What the task requires: Convert the lines from the one containing "task: provide the mask of every instance of the flag" through the one containing "274), (189, 268)]" into a JSON list of strings, one string per line, leaving out any blank lines.

Entries supplied:
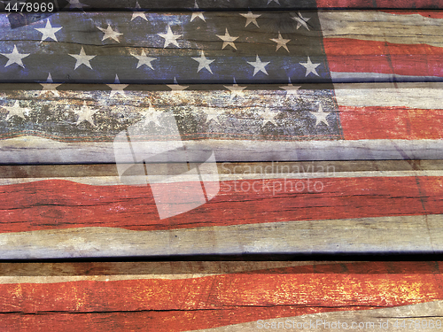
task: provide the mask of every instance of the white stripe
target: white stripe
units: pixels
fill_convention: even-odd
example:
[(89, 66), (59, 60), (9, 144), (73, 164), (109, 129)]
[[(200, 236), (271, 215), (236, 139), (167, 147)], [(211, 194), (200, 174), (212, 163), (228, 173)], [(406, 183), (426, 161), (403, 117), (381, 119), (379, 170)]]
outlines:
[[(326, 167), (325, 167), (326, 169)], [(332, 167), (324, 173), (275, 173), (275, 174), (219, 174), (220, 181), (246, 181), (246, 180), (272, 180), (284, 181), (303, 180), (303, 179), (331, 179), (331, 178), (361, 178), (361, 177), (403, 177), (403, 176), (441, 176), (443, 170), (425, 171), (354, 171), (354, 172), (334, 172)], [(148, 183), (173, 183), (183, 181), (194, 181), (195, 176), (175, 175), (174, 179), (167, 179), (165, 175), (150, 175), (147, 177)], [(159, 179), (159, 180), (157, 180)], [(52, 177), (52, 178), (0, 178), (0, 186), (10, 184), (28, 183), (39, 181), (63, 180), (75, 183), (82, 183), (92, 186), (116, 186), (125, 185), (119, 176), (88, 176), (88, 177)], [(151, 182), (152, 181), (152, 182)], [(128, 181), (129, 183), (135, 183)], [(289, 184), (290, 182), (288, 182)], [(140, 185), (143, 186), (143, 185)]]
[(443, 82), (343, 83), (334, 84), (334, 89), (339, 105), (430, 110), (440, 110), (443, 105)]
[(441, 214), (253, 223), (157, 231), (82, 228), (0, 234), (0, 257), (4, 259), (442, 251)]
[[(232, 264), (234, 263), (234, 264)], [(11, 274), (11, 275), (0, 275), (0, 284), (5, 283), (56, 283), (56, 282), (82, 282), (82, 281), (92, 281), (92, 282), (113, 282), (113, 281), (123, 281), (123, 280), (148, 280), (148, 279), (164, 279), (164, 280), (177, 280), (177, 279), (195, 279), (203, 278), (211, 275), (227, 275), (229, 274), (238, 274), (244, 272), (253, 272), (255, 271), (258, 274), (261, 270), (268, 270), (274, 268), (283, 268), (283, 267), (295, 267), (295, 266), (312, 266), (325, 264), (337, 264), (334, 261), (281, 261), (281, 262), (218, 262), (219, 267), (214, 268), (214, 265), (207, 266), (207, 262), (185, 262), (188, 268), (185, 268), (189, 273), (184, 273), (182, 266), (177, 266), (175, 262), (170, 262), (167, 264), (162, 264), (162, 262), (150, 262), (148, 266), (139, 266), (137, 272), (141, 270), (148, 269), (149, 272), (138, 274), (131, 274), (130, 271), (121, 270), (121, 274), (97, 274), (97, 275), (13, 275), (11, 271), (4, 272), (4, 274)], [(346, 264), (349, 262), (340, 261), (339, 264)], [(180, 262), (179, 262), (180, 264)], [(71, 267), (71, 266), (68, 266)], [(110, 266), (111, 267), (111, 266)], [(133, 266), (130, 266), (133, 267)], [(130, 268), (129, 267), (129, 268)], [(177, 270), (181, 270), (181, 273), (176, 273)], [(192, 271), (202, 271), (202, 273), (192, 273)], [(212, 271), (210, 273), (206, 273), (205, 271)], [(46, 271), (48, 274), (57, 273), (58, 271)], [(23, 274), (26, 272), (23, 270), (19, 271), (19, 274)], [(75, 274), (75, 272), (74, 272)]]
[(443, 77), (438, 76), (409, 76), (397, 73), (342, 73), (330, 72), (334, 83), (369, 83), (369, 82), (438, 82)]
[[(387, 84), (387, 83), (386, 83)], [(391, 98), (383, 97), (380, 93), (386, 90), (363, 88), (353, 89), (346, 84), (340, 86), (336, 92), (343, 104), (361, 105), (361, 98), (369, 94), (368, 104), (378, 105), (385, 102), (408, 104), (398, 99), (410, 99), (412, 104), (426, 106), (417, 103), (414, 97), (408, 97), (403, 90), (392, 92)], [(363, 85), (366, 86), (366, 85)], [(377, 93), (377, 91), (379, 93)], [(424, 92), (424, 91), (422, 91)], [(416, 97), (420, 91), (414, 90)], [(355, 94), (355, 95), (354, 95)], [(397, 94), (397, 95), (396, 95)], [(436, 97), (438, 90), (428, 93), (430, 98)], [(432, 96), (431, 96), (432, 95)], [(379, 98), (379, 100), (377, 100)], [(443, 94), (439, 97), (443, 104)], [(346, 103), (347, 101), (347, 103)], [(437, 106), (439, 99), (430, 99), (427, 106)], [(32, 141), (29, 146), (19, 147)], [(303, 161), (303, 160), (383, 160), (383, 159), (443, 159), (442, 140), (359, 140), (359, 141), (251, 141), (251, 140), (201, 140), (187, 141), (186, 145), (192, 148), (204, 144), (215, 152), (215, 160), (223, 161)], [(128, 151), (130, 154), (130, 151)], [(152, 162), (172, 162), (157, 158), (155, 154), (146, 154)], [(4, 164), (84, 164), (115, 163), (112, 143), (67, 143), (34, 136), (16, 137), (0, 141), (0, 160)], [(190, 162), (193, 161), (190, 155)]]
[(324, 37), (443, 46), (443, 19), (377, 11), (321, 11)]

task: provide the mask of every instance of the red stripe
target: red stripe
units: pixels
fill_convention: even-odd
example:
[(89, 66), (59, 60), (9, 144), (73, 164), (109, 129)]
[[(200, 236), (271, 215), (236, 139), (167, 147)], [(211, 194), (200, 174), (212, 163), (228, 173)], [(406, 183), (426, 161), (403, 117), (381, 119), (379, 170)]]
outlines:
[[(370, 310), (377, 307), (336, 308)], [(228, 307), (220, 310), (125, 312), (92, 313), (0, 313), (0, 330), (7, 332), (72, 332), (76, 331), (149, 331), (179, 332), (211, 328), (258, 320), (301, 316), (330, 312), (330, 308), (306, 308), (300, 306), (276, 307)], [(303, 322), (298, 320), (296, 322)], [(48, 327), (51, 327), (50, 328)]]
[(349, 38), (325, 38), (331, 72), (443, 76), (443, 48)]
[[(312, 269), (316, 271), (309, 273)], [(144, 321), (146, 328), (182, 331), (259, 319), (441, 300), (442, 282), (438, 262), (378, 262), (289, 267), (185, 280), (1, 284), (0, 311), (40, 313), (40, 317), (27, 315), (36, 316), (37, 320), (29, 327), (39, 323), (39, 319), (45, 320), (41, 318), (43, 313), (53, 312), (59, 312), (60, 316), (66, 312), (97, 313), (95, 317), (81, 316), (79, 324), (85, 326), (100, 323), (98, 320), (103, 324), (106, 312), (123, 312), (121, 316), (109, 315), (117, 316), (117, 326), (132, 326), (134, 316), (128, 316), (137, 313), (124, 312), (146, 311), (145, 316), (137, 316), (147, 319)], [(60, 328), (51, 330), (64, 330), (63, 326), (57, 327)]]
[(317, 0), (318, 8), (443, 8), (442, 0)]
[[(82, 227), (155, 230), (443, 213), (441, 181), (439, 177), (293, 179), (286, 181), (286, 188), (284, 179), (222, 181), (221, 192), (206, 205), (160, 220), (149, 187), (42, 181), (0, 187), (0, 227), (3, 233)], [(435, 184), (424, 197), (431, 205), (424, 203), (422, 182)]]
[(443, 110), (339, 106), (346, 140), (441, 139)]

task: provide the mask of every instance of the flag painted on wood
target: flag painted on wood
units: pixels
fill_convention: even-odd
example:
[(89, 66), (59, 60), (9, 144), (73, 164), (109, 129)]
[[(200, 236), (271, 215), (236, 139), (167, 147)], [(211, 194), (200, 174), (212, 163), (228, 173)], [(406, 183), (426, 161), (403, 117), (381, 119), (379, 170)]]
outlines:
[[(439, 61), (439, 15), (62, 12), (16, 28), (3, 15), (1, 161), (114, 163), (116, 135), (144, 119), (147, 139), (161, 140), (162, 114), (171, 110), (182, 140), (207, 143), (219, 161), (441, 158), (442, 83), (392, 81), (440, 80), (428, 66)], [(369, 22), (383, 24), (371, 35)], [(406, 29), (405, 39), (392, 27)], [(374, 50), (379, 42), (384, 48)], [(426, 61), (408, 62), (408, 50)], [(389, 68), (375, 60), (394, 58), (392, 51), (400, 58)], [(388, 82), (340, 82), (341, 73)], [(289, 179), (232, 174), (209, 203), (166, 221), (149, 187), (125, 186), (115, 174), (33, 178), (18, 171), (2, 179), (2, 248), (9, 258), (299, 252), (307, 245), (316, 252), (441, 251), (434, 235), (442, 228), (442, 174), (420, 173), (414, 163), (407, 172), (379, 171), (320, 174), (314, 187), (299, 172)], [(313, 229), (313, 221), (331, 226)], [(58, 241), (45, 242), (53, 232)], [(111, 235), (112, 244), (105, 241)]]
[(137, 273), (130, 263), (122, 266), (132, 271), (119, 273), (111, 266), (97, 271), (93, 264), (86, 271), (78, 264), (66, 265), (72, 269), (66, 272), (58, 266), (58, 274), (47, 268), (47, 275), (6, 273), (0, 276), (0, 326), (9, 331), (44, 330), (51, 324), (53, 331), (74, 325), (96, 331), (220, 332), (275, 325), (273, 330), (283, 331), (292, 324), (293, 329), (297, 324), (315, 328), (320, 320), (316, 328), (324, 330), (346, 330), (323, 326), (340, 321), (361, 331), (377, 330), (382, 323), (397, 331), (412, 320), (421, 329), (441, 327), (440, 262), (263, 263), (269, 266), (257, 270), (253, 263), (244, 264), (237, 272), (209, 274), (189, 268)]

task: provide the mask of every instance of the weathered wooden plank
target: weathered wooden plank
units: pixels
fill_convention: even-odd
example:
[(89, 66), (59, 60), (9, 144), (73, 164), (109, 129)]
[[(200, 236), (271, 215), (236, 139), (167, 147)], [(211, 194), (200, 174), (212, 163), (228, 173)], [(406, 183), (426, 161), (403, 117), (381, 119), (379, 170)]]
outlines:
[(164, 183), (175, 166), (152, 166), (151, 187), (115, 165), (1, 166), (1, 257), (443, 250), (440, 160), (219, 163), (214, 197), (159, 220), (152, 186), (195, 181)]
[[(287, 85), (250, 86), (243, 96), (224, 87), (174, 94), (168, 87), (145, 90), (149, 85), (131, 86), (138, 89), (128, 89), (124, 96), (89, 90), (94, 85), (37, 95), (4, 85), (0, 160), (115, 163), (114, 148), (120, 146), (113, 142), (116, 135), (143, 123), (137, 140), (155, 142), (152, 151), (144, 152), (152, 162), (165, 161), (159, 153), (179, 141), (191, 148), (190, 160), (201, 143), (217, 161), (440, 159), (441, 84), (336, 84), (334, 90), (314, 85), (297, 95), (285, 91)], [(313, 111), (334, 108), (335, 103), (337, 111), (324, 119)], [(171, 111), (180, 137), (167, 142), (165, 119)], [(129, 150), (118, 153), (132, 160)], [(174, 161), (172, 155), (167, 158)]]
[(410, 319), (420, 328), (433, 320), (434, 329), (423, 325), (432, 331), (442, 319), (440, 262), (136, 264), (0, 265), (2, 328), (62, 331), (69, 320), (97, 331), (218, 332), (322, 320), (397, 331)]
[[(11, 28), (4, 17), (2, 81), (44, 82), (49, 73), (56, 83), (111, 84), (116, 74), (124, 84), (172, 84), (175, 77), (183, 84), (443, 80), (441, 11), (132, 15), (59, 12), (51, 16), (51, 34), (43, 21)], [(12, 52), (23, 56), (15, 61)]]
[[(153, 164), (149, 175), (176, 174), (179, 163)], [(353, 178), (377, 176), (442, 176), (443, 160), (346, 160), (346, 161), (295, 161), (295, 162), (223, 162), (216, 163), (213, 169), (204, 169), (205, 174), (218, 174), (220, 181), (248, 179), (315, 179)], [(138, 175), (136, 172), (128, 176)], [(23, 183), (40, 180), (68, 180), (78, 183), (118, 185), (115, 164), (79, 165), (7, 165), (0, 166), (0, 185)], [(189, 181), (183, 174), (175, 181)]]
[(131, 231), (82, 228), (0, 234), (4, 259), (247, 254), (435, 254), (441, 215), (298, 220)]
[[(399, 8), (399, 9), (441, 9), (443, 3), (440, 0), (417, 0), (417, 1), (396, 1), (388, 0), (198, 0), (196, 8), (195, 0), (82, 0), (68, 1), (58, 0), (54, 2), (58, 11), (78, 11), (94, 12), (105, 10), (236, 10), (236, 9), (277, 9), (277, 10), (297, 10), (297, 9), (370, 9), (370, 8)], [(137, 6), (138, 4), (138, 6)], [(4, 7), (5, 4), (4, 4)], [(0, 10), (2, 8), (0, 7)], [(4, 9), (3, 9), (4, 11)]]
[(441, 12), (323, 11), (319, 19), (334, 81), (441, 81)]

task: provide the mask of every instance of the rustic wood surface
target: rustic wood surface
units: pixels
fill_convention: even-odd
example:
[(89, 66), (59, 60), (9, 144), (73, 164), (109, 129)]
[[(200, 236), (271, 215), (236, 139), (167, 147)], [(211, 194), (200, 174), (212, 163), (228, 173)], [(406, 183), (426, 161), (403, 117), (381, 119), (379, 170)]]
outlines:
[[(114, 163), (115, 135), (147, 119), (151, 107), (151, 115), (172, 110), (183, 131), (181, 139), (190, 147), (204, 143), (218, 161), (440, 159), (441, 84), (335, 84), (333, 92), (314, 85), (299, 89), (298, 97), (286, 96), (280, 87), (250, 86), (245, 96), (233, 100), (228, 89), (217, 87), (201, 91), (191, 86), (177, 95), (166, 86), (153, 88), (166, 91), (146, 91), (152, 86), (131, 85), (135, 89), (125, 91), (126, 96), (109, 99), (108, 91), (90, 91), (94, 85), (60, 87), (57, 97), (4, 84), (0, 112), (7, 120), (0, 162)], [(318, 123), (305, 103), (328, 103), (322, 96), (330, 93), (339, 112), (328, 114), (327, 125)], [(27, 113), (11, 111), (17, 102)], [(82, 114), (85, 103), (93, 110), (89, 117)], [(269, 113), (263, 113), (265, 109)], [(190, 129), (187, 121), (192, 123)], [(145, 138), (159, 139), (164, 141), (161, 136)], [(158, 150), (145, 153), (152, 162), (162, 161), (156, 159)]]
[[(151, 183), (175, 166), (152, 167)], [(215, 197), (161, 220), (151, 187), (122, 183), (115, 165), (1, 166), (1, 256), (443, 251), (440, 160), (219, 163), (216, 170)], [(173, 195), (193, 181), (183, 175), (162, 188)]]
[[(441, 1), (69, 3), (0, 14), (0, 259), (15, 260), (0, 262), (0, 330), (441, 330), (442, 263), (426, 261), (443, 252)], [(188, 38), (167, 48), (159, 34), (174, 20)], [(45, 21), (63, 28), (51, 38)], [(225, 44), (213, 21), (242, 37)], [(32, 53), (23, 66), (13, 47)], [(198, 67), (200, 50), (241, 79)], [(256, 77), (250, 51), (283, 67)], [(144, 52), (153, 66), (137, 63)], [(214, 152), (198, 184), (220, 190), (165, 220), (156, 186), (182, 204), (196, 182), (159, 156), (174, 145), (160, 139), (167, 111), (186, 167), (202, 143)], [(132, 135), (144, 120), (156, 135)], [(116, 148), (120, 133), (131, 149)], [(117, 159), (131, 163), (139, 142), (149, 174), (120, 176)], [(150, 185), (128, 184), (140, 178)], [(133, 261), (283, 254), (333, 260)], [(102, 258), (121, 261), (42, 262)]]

Output of the task:
[
  "task: provide the mask of every instance of the flag painted on wood",
  "target: flag painted on wood",
  "units: pixels",
  "fill_convention: even-odd",
  "example:",
  "[(89, 66), (59, 60), (9, 144), (73, 164), (109, 129)]",
  "[[(200, 236), (271, 215), (236, 139), (167, 147)], [(211, 194), (200, 174), (212, 163), (228, 173)], [(406, 183), (426, 161), (403, 117), (381, 119), (379, 170)]]",
  "outlines:",
  "[[(439, 61), (439, 15), (62, 12), (16, 28), (3, 15), (1, 161), (114, 163), (116, 135), (144, 119), (147, 139), (161, 140), (162, 114), (171, 110), (182, 140), (207, 143), (219, 161), (441, 158), (442, 83), (392, 81), (440, 80), (428, 66)], [(369, 22), (383, 24), (371, 35)], [(406, 29), (405, 39), (392, 27)], [(374, 50), (379, 42), (384, 48)], [(426, 61), (408, 62), (408, 50)], [(389, 68), (375, 60), (394, 58), (392, 51), (400, 58)], [(388, 82), (340, 82), (341, 73)], [(289, 179), (232, 174), (209, 203), (166, 221), (149, 187), (125, 186), (115, 174), (33, 178), (18, 171), (2, 179), (2, 248), (9, 258), (299, 252), (307, 245), (316, 252), (441, 251), (434, 235), (442, 228), (442, 174), (420, 173), (414, 163), (407, 172), (379, 171), (320, 174), (314, 187), (299, 172)], [(313, 229), (313, 221), (331, 226)], [(58, 241), (45, 242), (53, 232)], [(111, 235), (112, 244), (105, 241)]]",
  "[(137, 273), (130, 263), (122, 266), (132, 271), (119, 273), (111, 266), (97, 271), (93, 264), (86, 271), (78, 264), (66, 265), (72, 269), (66, 272), (58, 266), (58, 274), (47, 268), (47, 275), (6, 273), (0, 276), (0, 326), (9, 331), (44, 330), (51, 324), (53, 331), (74, 325), (96, 331), (220, 332), (275, 325), (273, 330), (283, 331), (292, 324), (293, 329), (297, 324), (315, 328), (320, 320), (316, 328), (324, 330), (346, 330), (323, 326), (340, 321), (361, 331), (377, 330), (382, 323), (397, 331), (412, 320), (421, 329), (441, 327), (440, 262), (263, 263), (269, 266), (257, 270), (253, 263), (244, 264), (237, 272), (209, 274), (189, 268)]"
]